TRECHO PARA LEITURA:
>>>
O ABN Amro deverá nomear a francesa Marguerite Bérard como sua nova presidente-executiva a partir de abril deste ano, substituindo Robert Swaak, que disse em agosto que estava deixando o cargo.
A sua nomeação será a primeira vez nos três grandes bancos holandeses, nenhum dos quais teve uma mulher no cargo de chefia antes.
No entanto, dois dos três serão agora geridos por estrangeiros. O Rabobank nomeou o belga Stefaan Decraene para o seu cargo máximo há dois anos. Ele também veio do BNP Paribas.
Bérard, de 47 anos, foi chefe do braço bancário comercial e pessoal francês do BNP Paribas e membro da comissão executiva entre janeiro de 2019 e março de 2024.
Sua nomeação ainda está sujeita à aprovação regulatória e dos acionistas.
<<<
INSTRUÇÕES:
A: Responda a estas perguntas sobre a notícia da nova presidente-executiva do ABN Amro:
(i) Quem Marguerite Bérard vai substituir no cargo?
(ii) Qual é a nacionalidade de Stefaan Decraene?
(iii) Que idade tem Bérard?
B: Dê continuidade à notícia da nova presidente-executiva do ABN Amro a partir da última frase.

Entradas de dados salvos:
>>>
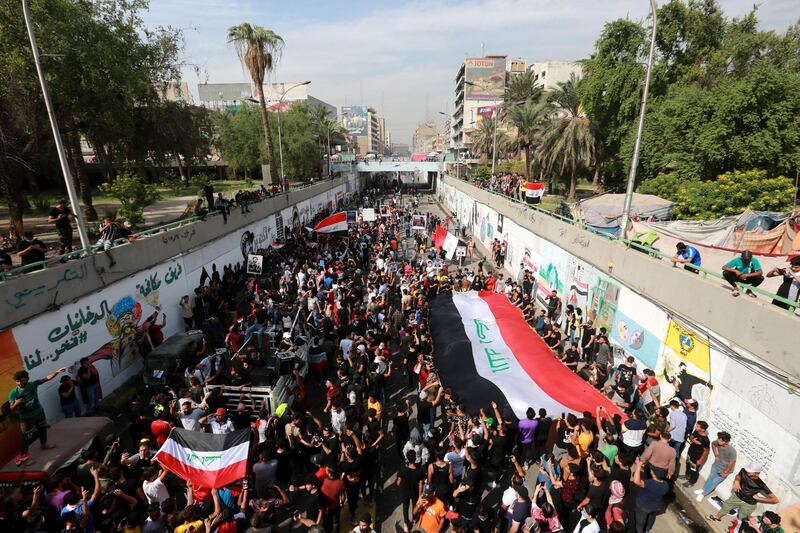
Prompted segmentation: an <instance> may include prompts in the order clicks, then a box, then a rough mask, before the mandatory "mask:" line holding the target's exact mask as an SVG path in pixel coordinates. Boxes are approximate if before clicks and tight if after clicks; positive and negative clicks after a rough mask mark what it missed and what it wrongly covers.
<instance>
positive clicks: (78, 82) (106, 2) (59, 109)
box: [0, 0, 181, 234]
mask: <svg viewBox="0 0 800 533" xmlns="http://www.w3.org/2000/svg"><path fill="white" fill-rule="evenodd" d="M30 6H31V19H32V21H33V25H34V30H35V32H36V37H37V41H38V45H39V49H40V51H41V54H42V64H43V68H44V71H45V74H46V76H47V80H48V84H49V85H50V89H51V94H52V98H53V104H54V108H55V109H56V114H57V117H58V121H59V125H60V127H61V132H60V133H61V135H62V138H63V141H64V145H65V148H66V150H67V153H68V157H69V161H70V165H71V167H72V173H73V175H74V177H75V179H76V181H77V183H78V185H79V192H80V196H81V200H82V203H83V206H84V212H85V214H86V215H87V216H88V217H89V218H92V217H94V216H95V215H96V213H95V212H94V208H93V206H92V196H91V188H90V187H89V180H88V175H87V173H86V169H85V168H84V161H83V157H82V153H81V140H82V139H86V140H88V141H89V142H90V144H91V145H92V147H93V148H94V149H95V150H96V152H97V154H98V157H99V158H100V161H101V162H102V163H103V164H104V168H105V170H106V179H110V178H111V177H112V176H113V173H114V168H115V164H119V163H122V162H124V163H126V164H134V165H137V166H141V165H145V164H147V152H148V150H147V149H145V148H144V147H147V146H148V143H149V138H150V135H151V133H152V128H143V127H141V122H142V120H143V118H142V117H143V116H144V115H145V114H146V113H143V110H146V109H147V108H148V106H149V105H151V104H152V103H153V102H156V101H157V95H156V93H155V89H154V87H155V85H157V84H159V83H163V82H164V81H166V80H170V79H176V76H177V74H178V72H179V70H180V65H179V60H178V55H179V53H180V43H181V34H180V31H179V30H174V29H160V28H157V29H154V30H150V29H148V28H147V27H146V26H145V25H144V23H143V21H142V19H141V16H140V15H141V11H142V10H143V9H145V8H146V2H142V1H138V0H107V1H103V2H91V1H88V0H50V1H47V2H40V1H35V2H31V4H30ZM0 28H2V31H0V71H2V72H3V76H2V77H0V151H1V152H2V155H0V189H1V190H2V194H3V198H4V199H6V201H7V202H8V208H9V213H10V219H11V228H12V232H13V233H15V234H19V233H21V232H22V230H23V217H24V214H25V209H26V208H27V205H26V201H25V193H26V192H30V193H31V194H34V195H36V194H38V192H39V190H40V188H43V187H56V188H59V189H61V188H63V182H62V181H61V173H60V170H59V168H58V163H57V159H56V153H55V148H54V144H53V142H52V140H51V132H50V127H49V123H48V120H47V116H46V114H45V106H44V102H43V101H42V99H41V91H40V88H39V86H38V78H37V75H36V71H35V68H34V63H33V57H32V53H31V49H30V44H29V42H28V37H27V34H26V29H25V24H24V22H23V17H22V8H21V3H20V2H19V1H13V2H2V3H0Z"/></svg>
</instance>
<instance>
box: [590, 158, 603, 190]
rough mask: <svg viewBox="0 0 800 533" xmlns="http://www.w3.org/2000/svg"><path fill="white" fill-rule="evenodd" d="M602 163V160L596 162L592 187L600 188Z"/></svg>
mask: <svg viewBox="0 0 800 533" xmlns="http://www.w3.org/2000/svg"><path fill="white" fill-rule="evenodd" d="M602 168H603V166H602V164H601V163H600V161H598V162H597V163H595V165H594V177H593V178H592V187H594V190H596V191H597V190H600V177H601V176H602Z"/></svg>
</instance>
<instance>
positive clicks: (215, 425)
<<<
RESPOSTAS:
A:
(i) Robert Swaak.
(ii) Belga.
(iii) 47 anos.

B:
Segundo a emissora NOS, Bérard está agora ocupado aprendendo holandês.
O Estado holandês ainda detém uma participação de 30% no ABN Amro, que foi nacionalizado durante a crise financeira de 2008.
O acordo de resgate custou ao Estado quase 27 mil milhões de euros no total. O ministro das Finanças, Eelco Heinen, disse aos deputados no ano passado que o Estado não recuperará o seu investimento no resgate do banco porque isso exigiria que toda a participação restante fosse vendida a um preço de 31,49 euros.